→ Source data
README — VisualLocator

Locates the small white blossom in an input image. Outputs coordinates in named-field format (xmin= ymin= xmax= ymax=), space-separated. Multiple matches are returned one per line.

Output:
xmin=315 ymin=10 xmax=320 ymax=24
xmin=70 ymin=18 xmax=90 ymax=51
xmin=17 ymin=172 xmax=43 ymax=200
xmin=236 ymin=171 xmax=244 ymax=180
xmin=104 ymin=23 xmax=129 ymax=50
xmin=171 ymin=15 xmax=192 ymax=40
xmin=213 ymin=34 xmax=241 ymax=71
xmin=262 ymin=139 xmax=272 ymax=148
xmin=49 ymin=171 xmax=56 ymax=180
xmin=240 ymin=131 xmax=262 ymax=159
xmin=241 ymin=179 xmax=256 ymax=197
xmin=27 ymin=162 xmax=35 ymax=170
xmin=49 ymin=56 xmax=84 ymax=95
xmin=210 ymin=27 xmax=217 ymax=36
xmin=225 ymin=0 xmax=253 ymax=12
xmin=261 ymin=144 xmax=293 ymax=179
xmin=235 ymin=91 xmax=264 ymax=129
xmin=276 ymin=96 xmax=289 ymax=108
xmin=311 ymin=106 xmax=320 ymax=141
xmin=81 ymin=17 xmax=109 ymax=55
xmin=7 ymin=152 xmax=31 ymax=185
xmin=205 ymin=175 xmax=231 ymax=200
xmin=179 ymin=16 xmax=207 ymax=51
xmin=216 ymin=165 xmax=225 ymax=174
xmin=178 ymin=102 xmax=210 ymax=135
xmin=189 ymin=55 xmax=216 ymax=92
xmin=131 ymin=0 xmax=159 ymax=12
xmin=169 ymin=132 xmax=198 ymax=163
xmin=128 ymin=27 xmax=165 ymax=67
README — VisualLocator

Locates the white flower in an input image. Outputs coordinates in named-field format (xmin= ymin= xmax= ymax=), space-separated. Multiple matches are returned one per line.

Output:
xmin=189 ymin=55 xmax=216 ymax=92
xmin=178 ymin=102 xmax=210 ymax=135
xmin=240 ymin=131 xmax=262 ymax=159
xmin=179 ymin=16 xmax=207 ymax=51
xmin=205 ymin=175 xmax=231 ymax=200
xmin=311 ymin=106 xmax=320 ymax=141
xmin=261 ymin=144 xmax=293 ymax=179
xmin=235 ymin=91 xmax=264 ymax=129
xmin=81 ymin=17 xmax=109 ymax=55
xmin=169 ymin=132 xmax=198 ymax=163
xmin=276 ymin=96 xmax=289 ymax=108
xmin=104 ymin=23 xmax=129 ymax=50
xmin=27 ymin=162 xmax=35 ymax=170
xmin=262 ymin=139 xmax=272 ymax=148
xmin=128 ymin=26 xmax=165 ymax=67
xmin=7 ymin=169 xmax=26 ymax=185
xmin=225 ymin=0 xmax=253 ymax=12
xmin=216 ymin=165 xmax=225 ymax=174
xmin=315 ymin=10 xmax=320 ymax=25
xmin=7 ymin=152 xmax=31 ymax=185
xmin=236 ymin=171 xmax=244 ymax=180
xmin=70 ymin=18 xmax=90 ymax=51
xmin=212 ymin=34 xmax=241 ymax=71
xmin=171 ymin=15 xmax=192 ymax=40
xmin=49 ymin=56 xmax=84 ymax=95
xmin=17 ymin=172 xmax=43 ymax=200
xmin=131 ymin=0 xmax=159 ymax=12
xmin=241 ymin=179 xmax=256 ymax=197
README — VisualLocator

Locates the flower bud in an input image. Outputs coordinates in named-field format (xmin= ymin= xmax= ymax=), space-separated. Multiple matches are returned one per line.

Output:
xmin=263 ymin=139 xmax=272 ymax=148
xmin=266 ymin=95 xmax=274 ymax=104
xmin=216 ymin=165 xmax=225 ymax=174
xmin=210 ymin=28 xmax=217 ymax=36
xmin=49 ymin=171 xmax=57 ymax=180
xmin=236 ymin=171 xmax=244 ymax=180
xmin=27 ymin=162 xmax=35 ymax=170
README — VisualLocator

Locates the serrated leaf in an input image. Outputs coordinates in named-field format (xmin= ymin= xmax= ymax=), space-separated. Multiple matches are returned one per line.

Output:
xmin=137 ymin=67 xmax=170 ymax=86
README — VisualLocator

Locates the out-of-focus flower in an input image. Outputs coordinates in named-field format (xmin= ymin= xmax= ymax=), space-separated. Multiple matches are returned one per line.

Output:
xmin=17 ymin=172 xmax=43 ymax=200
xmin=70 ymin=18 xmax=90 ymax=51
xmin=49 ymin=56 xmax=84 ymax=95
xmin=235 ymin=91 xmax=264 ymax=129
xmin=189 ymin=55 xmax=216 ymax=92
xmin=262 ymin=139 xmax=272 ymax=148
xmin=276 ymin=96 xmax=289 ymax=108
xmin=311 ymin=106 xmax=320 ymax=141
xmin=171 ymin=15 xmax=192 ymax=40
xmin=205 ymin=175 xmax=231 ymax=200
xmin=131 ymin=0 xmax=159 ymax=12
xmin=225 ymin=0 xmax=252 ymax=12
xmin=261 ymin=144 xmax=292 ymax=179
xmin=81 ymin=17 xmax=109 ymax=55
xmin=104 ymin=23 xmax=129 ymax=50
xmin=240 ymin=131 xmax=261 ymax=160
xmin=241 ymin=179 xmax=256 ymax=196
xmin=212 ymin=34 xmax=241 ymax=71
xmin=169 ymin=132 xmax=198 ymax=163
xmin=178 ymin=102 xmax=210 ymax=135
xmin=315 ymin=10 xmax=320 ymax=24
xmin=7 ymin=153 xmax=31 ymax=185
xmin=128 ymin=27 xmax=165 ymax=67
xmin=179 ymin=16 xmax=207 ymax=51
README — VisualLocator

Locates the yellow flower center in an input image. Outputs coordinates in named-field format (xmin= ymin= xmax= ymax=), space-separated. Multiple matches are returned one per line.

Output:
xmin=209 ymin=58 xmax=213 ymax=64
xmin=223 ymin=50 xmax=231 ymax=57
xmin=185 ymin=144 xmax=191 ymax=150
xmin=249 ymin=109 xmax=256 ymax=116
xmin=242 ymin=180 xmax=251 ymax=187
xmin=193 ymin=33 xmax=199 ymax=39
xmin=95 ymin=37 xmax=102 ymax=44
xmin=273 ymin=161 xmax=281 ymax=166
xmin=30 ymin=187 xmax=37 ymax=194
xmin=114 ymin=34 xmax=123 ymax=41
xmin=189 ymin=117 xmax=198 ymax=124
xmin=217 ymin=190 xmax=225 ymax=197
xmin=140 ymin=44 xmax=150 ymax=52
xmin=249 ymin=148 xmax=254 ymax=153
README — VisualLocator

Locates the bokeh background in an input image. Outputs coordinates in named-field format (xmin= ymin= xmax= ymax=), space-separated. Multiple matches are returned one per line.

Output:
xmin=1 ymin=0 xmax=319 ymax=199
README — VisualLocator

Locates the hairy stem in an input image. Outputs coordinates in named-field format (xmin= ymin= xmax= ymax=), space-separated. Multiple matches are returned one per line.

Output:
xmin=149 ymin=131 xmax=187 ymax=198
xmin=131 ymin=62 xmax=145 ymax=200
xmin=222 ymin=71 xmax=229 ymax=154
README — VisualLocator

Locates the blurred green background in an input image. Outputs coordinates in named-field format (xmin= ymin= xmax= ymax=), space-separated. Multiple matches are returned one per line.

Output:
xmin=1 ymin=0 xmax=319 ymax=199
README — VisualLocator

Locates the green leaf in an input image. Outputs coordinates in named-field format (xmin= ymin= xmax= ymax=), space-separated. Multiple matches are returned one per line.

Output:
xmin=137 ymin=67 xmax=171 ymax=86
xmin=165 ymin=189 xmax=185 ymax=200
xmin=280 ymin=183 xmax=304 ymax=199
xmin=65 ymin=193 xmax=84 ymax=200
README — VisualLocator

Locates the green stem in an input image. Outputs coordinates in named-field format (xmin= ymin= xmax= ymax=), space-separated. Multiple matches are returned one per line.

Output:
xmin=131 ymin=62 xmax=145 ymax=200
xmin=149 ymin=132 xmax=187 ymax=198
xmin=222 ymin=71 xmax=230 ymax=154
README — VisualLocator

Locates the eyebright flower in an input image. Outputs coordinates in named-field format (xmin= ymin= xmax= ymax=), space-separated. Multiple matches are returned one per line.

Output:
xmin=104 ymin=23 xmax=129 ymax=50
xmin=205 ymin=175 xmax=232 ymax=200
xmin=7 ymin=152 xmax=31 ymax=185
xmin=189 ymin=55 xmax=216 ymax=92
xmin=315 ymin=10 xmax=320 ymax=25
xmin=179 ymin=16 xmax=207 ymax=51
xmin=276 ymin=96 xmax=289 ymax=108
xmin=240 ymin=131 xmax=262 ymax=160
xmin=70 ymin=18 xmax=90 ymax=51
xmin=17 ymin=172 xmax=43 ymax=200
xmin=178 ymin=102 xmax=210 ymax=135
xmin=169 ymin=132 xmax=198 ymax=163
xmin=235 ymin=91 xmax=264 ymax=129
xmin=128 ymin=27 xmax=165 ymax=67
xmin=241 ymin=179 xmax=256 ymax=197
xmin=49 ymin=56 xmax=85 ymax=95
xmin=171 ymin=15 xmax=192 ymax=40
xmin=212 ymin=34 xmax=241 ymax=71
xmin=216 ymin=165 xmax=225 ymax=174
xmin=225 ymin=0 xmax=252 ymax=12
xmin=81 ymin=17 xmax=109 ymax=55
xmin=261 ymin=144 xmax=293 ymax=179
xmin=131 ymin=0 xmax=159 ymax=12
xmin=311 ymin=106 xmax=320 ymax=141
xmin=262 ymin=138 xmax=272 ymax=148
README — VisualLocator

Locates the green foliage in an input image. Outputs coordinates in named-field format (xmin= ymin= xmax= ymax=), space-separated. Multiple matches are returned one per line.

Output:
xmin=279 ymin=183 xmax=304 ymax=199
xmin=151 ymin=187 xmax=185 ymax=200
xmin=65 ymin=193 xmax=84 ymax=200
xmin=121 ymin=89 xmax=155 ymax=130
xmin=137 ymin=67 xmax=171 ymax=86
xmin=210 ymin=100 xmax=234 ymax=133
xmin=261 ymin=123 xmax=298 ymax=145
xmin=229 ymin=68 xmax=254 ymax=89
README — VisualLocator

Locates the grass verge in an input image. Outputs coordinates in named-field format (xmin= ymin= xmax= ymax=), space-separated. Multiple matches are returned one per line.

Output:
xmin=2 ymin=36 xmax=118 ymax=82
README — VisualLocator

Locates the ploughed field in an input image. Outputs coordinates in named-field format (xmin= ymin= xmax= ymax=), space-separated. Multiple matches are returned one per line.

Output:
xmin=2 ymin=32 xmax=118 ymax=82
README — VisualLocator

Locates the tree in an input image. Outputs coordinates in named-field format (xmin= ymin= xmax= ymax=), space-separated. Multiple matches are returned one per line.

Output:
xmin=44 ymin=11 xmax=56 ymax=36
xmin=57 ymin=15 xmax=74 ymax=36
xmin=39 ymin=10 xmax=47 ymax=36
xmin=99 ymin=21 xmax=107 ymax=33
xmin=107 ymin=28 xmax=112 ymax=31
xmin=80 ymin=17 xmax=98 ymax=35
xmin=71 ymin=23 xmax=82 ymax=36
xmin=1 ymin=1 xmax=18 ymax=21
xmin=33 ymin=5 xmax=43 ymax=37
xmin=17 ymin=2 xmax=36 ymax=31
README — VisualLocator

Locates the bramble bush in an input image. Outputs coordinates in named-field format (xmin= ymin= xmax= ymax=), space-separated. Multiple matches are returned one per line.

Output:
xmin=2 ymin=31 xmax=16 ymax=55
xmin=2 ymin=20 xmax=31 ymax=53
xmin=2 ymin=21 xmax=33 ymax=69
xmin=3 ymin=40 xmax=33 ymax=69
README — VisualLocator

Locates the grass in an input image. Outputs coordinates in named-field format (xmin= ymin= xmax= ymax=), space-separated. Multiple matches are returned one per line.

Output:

→ Task objective
Among the entries above, the line containing "Locates the green stem", the line containing "Locates the eyebright", and all lines between them are to be restated word for word; nothing else belongs in the reply.

→ Written solution
Locates the green stem in an input image. Outputs coordinates in named-field format (xmin= ymin= xmax= ymax=), space-separated. Multiple matches are returned one per line.

Output:
xmin=131 ymin=62 xmax=145 ymax=200
xmin=149 ymin=132 xmax=187 ymax=198
xmin=222 ymin=71 xmax=230 ymax=154
README — VisualLocator

Locates the eyebright flower in an input image. Outputs coordinates in named-field format (xmin= ymin= xmax= ymax=), space-separated. Multiple matches are returned one per line.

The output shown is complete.